--- Supplied data ---

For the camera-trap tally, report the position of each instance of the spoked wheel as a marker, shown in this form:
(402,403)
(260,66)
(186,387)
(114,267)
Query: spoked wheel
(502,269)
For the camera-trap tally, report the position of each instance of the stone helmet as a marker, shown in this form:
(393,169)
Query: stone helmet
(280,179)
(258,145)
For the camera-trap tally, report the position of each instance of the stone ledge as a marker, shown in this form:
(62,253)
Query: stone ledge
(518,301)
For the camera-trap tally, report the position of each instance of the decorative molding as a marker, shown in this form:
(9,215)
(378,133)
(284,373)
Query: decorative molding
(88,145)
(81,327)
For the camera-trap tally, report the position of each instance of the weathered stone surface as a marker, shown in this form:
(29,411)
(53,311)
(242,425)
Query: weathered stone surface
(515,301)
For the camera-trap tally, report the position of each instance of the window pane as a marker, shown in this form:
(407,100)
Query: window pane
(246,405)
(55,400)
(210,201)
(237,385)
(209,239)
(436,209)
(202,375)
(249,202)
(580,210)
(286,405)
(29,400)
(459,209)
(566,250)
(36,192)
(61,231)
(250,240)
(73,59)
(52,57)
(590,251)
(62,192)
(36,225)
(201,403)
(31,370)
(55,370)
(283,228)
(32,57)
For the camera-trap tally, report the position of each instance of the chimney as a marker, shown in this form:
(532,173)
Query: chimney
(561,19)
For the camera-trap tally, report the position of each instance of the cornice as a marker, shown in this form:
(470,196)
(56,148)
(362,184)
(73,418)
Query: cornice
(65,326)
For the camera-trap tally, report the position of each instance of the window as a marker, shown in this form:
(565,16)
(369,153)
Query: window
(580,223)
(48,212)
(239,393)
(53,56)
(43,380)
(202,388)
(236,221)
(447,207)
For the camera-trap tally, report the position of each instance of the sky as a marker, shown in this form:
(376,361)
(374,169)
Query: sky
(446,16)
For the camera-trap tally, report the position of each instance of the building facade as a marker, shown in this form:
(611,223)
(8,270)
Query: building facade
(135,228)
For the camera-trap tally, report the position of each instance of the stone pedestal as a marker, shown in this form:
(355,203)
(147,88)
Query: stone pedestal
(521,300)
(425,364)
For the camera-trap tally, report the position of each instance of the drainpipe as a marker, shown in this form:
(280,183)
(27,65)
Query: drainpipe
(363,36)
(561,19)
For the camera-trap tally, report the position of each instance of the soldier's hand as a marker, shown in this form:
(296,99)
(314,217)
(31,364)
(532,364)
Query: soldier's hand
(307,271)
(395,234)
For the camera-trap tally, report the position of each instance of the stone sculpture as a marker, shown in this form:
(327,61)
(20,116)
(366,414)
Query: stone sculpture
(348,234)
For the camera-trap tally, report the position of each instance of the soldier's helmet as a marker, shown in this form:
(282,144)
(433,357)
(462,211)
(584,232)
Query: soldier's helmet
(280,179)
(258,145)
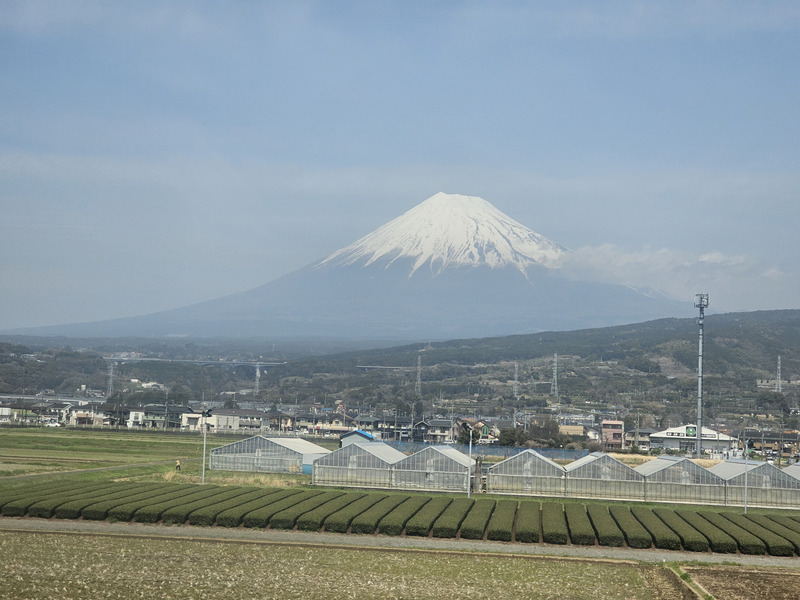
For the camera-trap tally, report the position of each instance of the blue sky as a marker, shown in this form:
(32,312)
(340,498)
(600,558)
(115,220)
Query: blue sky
(153,155)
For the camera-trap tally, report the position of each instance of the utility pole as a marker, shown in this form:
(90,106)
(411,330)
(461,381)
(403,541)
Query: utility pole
(701,302)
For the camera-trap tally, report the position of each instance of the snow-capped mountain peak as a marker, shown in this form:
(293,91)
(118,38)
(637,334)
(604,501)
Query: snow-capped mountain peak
(451,230)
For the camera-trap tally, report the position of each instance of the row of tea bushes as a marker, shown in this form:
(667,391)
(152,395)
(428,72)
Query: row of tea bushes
(395,522)
(339,522)
(367,522)
(501,523)
(525,521)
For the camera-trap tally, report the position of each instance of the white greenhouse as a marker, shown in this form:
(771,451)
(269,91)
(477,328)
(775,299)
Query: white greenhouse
(267,455)
(527,471)
(361,464)
(599,475)
(764,484)
(436,468)
(677,479)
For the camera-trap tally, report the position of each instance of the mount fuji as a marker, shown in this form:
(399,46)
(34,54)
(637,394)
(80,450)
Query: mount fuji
(453,266)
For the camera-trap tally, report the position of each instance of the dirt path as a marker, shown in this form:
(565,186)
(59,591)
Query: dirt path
(260,536)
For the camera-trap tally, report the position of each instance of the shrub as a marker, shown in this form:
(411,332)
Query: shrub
(177,515)
(73,509)
(790,535)
(233,517)
(776,545)
(528,522)
(339,522)
(608,533)
(635,534)
(41,491)
(151,513)
(207,515)
(286,518)
(786,521)
(313,519)
(102,510)
(554,525)
(44,509)
(450,520)
(747,542)
(420,524)
(718,540)
(395,521)
(501,525)
(367,522)
(663,536)
(475,522)
(261,517)
(692,539)
(21,506)
(579,526)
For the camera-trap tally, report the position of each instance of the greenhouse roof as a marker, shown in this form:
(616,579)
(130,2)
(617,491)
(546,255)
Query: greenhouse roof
(382,451)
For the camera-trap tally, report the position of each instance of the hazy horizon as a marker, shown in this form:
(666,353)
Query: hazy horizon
(158,155)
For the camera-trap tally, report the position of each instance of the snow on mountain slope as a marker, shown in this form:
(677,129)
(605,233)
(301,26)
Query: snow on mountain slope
(451,230)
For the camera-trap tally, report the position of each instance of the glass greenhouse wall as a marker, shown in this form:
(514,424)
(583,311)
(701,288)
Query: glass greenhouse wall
(267,455)
(436,468)
(761,483)
(358,465)
(599,475)
(674,479)
(527,472)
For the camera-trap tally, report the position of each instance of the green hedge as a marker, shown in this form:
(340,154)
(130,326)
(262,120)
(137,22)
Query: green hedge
(786,521)
(636,536)
(663,536)
(528,522)
(579,526)
(151,513)
(395,522)
(339,522)
(75,508)
(178,515)
(125,511)
(420,524)
(287,518)
(554,525)
(313,519)
(44,509)
(41,489)
(449,521)
(367,522)
(692,540)
(608,532)
(233,517)
(776,545)
(790,535)
(259,518)
(477,519)
(501,525)
(718,540)
(747,542)
(207,515)
(21,506)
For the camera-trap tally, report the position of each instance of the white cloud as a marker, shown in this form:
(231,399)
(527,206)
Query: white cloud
(735,282)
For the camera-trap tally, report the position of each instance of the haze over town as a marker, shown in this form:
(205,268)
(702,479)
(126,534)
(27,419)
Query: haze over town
(156,155)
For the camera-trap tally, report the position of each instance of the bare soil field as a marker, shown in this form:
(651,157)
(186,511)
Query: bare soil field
(744,582)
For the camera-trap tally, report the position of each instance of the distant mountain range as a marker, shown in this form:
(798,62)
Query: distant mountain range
(452,267)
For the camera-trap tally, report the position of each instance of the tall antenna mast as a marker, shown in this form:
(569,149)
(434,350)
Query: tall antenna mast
(701,302)
(418,384)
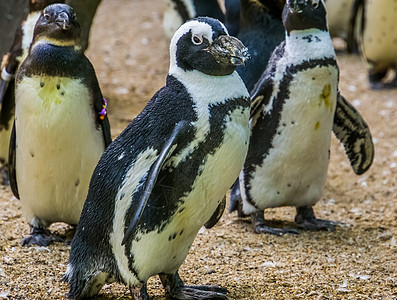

---

▸ **Stated problem**: Rewrite all of the material above, swapping every "camera-trap tally" for "field survey" and leaving everything else the same. Leave out the pictures.

▸ **Correct answer**:
For the field survey, report the position of each instance of the spoked wheel as a marker, shown in this form:
(402,403)
(260,66)
(186,387)
(114,267)
Query: spoked wheel
(502,269)
For the field survey, report the position of each instance of the stone helmet as a marker, shown in this form:
(393,169)
Query: stone helmet
(280,179)
(258,145)
For the field survey, report the position of each instance of the stone ledge as a marker, shown in this form:
(62,253)
Query: stone ledge
(518,301)
For the field survey, report the position of each instance of the decorative molding as a marker, shown in this form:
(9,215)
(378,133)
(284,373)
Query: decorative molding
(88,145)
(81,327)
For the field survey, report the position of each instance of the weathered stone surface as a marker, shown in this form:
(29,411)
(53,311)
(242,425)
Query: weathered stone surface
(515,301)
For the field survey, report the position of each instance of the window pane as a marker, shown in this form:
(407,100)
Query: window pane
(246,405)
(55,400)
(210,201)
(237,385)
(209,239)
(436,209)
(202,375)
(249,202)
(580,210)
(286,405)
(29,400)
(459,209)
(566,250)
(36,192)
(61,231)
(250,240)
(73,59)
(52,57)
(590,251)
(62,192)
(36,225)
(201,403)
(31,370)
(55,370)
(283,228)
(32,57)
For the field survey, report the position of each instance of the chimney as a marker, shown in this form:
(532,173)
Query: chimney
(561,19)
For the field survey, report the position of each instance of the cornice as a marker, shown in this form:
(470,196)
(56,148)
(362,184)
(73,418)
Query: cornice
(65,326)
For the field survey, report the position of each instance of the window as a marker, shown in this form:
(565,16)
(369,153)
Query: window
(580,223)
(48,212)
(239,393)
(53,56)
(43,380)
(202,388)
(236,221)
(447,207)
For the field survey, report the position of each instance of the sky as a marker, shown in this form:
(376,361)
(374,169)
Query: sky
(446,16)
For the field survey, report the position of each instance of the building facade as a marker, shown in this form:
(611,223)
(8,270)
Query: building facade
(135,228)
For the field survey, report the position of each instance of the stone pedestal as a marker, shown in this form:
(355,203)
(147,88)
Query: stone pedestal
(521,300)
(425,364)
For the field survey, report the position of each instance of the drainpipe as a marker, shown in this form:
(280,183)
(27,65)
Query: drainpipe
(363,36)
(561,19)
For the field survey, report the position of each instance of the soldier's hand as a marker, shown in this form:
(296,99)
(314,217)
(31,364)
(532,364)
Query: soldier's hand
(307,271)
(395,234)
For the field survey, report the position of each instance of the stone sculpture as a marker, shown in this form:
(327,61)
(20,116)
(366,414)
Query: stone sculpture
(348,234)
For the field survey, report the position of each instance of the soldier's helmet as a marker, shown in this form:
(282,144)
(433,357)
(462,211)
(584,232)
Query: soldier's helmet
(280,179)
(258,145)
For the field survey, report the position of each instance of the blue sky as a marker, shown in this form:
(32,312)
(340,498)
(600,558)
(115,220)
Query: blue sky
(153,155)
For the field survey, report the position of each instance of the utility pole as a marker, shown in this form:
(90,106)
(411,330)
(461,381)
(403,541)
Query: utility pole
(701,302)
For the field survey, report the position of each instance of the snow-capped mountain peak as a marker, shown in this form:
(293,91)
(118,38)
(637,334)
(604,501)
Query: snow-capped mountain peak
(451,230)
For the field survey, report the position of each instance of the row of tea bushes as a marker, shown in this form:
(667,391)
(152,395)
(428,72)
Query: row of tea bushes
(395,522)
(339,522)
(367,522)
(501,523)
(525,521)
For the field survey, report the position of each instance of the white greenhouse as a marker, shown in this form:
(771,451)
(269,91)
(477,328)
(775,299)
Query: white greenhouse
(267,455)
(527,471)
(361,464)
(599,475)
(764,484)
(436,468)
(677,479)
For the field survey, report the position of each instance of the mount fuji as a marker, shown in this form:
(399,46)
(34,54)
(637,394)
(80,450)
Query: mount fuji
(453,266)
For the field survey, report the position of each instance of the dirt path as a marker, shown in this form:
(565,186)
(59,591)
Query: dirt path
(260,536)
For the field survey, report the position of each instance of the shrub as a marker, shown in this form:
(411,332)
Query: shrub
(177,515)
(73,509)
(790,535)
(233,517)
(776,545)
(528,522)
(339,522)
(608,533)
(635,534)
(41,491)
(151,513)
(207,515)
(286,518)
(786,521)
(313,519)
(102,510)
(554,525)
(44,509)
(450,520)
(747,542)
(420,524)
(718,540)
(395,521)
(501,525)
(367,522)
(663,536)
(475,522)
(261,517)
(692,539)
(21,506)
(579,526)
For the field survey, report the position of each instance of the greenhouse roof as a marker, shown in this form:
(616,579)
(130,2)
(617,491)
(546,255)
Query: greenhouse roof
(382,451)
For the field survey, report the position of each instance of the hazy horizon as a marker, shown in this form:
(666,353)
Query: hazy horizon
(158,155)
For the field survey, report the position of each instance of the snow on mountain slope as a marker, shown in this form:
(677,129)
(605,233)
(301,26)
Query: snow on mountain slope
(451,230)
For the field survey, report the position of each instance of the glass greenhouse wall as a marker, shown in this form:
(514,424)
(583,311)
(701,288)
Query: glass greenhouse wall
(267,455)
(436,468)
(761,483)
(358,465)
(599,475)
(674,479)
(527,472)
For the field survey, report the position of each instance of the green hedge as a marker, shown in this form:
(340,154)
(130,326)
(262,120)
(137,22)
Query: green hedge
(786,521)
(636,536)
(663,536)
(528,522)
(579,526)
(151,513)
(395,522)
(339,522)
(75,508)
(178,515)
(125,511)
(420,524)
(287,518)
(554,525)
(313,519)
(44,509)
(41,489)
(449,521)
(367,522)
(692,540)
(608,532)
(233,517)
(776,545)
(790,535)
(259,518)
(477,519)
(501,525)
(718,540)
(747,542)
(207,515)
(21,506)
For the field survey, report the position of each instance of the white cloud as a marker, shown in this form:
(231,399)
(527,206)
Query: white cloud
(735,282)
For the field survey, report the position of each instance of the haze over town as a marker, shown in this form:
(205,268)
(702,479)
(126,534)
(27,419)
Query: haze over town
(156,155)
For the field survey, report the position of each instance of the bare soil field as a marker, shown in this form:
(651,157)
(186,511)
Query: bare soil field
(744,582)
For the field survey, report the position of each instance of the distant mountain range as a marker, shown in this form:
(798,62)
Query: distant mountain range
(452,267)
For the field survey, report the position of each instance of the tall antenna mast as a marker, shown in this form:
(569,149)
(434,350)
Query: tall antenna mast
(701,302)
(418,384)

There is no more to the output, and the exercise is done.